Source excerpt
----

The air up there in the clouds is very pure and fine, bracing and delicious. And why shouldn't it be? -- it is the same the angels breathe.

 

— Mark Twain, ‘Roughing It,’ 1886.

 

 

Posted

Thanks to local former aviator Len Mills for passing on this anguished piece. It’ll ring bells for you not only on air travel, but also on political correctness, gender relations and social attitudes that have all changed radically in the last decade or three.

 

That's John Travolta's own 707 in the picture, painted up in old Qantas livery. I reckon that secretly, most men want to be like him. and the guy who wrote the following piece, probably once was like him.

 

“Those were the good ole days. Pilots back then were men that didn't want to be women or girlymen. Pilots drank coffee and whiskey, smoked cigars and didn't wear digital watches.

 

“They carried their own suitcases and brain bags like the real men that they were. Pilots didn't bend over into the crash position multiple times each day in front of the passengers at security so that some government agent could probe for tweezers or fingernail clippers or too much toothpaste.

 

“Pilots did not go through the terminal impersonating a caddy pulling a bunch of golf clubs, computers, guitars, and feed bags full of tofu and granola on a sissy-trailer with no hat and granny glasses hanging on a pink string around their pencil neck while talking to their personal trainer on their cell phone.

 

“Being an airline captain was as good as being the King in a Mel Brooks movie. All the stewardesses (a.k.a. flight attendants) were young, attractive, single women who were proud to be combatants in the sexual revolution.

 

“They didn't have to turn sideways, grease up and suck it in to get through the cockpit door. They would blush and say thank you when told that they looked good, instead of filing a sexual harassment claim.

----

Material supplied
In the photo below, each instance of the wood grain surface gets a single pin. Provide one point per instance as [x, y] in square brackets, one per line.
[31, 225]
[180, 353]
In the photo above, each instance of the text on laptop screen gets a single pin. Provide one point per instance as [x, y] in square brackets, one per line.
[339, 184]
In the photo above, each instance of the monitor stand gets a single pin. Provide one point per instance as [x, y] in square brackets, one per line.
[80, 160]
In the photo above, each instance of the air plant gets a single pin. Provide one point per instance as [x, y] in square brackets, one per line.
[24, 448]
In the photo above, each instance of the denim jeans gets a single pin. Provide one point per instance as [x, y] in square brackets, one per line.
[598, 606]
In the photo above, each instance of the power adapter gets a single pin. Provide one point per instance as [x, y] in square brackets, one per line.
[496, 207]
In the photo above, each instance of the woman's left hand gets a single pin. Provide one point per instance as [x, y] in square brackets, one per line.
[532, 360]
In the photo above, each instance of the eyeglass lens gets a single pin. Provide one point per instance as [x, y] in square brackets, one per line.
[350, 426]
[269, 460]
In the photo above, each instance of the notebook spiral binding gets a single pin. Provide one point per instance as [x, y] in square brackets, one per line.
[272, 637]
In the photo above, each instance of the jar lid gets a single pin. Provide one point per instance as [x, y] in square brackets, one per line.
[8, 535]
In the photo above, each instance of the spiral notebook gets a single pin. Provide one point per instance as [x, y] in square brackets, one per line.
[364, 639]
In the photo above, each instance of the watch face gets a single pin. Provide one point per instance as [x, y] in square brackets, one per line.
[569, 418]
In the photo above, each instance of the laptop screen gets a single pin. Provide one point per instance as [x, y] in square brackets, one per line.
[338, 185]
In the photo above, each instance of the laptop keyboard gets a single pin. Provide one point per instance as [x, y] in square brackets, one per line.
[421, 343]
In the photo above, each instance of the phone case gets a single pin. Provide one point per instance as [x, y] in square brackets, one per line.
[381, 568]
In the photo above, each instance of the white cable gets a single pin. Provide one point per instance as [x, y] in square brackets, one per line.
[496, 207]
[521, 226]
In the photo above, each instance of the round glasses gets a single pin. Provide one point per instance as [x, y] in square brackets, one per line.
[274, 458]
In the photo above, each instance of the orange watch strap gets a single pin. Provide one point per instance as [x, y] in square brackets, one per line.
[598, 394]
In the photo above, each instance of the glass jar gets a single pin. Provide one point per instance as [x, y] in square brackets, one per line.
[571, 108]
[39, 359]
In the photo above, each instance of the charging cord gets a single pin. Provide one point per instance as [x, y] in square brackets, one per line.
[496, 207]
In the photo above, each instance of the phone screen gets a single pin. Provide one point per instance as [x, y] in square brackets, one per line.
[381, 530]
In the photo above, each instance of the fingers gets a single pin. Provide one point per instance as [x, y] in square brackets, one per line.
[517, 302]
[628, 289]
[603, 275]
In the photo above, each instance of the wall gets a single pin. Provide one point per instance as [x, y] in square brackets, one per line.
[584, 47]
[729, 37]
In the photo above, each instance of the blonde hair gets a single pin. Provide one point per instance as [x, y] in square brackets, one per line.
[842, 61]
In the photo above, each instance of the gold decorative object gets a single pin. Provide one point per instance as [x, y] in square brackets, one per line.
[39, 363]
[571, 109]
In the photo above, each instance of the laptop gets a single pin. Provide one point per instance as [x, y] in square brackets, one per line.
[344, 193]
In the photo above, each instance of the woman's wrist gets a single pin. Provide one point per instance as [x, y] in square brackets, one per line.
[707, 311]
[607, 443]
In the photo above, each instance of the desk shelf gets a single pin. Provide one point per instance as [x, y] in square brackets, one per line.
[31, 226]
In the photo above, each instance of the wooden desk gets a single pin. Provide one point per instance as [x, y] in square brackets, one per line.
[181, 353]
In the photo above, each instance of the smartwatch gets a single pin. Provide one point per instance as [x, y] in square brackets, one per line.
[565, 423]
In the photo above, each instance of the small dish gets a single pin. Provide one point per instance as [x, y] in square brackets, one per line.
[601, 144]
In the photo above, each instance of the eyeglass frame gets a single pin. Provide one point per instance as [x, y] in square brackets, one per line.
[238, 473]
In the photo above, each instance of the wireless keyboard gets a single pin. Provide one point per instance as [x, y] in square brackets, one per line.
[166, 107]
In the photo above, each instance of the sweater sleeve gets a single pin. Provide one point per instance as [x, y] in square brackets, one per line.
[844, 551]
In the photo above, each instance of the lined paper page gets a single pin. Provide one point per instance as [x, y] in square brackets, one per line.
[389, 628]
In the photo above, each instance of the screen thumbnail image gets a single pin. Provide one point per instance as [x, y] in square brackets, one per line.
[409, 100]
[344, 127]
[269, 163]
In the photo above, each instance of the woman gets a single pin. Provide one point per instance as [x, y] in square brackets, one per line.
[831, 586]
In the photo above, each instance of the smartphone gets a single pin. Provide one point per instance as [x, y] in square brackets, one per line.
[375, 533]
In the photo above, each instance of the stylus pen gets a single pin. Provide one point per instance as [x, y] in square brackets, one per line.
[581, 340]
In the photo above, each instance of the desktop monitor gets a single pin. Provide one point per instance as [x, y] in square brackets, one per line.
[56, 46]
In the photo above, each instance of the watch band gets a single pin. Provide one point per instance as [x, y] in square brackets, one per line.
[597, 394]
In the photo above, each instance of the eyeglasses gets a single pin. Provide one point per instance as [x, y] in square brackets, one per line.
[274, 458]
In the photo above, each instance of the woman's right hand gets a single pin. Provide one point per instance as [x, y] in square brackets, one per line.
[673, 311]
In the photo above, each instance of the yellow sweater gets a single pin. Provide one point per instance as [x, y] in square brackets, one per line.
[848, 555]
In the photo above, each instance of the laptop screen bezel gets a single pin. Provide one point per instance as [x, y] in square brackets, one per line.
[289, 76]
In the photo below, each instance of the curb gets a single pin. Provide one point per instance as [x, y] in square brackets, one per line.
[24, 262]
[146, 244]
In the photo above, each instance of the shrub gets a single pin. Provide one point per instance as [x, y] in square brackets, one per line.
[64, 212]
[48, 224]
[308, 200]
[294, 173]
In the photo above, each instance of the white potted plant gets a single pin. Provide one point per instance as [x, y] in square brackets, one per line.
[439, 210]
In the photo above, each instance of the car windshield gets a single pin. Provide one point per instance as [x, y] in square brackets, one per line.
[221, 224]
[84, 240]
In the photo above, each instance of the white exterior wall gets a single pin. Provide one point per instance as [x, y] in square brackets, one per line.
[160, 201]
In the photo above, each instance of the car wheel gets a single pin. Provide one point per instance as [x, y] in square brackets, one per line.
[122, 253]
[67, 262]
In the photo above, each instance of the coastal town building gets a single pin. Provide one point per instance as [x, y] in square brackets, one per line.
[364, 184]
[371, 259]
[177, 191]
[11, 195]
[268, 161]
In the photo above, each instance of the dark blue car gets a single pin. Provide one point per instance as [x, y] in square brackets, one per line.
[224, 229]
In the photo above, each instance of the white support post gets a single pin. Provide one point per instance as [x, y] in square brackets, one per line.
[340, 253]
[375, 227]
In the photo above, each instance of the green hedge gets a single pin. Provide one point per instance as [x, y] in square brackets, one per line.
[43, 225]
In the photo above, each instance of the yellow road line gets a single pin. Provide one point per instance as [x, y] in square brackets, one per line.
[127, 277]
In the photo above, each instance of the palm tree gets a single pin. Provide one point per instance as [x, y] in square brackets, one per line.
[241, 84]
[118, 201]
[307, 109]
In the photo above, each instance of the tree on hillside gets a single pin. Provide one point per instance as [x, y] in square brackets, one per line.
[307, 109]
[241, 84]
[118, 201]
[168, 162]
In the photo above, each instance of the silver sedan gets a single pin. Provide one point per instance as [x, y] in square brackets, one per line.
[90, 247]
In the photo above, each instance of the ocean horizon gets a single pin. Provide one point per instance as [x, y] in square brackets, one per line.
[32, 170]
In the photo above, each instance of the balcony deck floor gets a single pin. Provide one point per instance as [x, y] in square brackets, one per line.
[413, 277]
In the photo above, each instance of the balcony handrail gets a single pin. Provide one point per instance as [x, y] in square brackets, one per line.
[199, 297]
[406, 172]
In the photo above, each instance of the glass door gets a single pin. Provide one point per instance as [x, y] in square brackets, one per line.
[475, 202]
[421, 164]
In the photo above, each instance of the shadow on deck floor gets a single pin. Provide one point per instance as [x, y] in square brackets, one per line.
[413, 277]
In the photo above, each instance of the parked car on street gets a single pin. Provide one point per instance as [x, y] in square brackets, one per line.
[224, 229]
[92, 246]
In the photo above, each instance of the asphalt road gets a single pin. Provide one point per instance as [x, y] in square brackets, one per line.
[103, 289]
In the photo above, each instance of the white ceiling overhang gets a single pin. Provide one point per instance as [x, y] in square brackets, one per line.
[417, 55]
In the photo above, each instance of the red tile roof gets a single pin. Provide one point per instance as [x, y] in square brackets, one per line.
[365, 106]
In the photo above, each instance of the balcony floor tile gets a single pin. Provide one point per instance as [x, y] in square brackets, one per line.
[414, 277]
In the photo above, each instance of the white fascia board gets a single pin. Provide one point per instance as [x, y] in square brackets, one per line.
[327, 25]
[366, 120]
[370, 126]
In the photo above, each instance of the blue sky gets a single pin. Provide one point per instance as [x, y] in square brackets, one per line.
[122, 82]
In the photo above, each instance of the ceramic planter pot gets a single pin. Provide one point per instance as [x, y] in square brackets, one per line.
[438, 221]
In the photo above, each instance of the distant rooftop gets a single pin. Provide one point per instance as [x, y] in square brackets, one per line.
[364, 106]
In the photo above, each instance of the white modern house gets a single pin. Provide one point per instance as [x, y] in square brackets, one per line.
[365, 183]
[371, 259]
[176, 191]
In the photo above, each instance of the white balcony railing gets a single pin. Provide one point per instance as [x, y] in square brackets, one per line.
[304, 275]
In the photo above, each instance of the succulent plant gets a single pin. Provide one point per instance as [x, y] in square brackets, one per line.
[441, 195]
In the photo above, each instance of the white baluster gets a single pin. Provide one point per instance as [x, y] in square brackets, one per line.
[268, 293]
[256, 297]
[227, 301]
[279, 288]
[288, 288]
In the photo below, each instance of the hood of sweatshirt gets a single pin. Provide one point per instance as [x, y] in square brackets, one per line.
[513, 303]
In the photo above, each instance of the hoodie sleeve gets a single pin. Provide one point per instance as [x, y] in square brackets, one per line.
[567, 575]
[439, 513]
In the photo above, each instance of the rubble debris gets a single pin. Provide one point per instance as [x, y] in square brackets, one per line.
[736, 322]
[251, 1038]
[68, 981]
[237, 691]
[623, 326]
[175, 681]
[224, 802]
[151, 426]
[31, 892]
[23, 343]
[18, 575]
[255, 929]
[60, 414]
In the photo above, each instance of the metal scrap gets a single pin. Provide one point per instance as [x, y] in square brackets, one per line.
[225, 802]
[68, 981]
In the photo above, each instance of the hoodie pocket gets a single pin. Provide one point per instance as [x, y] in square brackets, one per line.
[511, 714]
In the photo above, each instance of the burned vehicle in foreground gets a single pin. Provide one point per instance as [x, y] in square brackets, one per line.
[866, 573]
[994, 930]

----

Written task
Continue the post about airline pilots of the old days, picking up right after its last sentence. None of the entries are needed here.

Output below
“Passengers wore nice clothes and were polite, they could speak AND understand English. They didn't speak gibberish or listen to loud 'gangsta rap' on their iPods. They bathed and didn't smell like a rotting pile of garbage in a jogging suit and flip-flops. Children didn't travel alone, commuting between trailer parks. There were no mongol hordes asking for a "mu-fuggin" seatbelt extension or a Scotch and grapefruit juice cocktail with a twist.

 

“If the captain wanted to throw some offensive, ranting jerk off the airplane, it was done without any worries of a lawsuit or getting fired.

 

“Axial flow engines crackled with the sound of freedom and left an impressive black smoke trail like a locomotive burning soft coal. Jet fuel was cheap and once the throttles were pushed up they were left there. After all , it was the jet age and the idea was to go fast (run like a lizard on a hardwood floor).

 

“Economy cruise was something in the performance book, but no one knew why or where it was. When the clacker [a flight-deck warning sound] went off no one got all tight and scared because Boeing built it out of iron, nothing was going to fall off and that sound had the same effect on real pilots then as Viagra does now for those new age guys.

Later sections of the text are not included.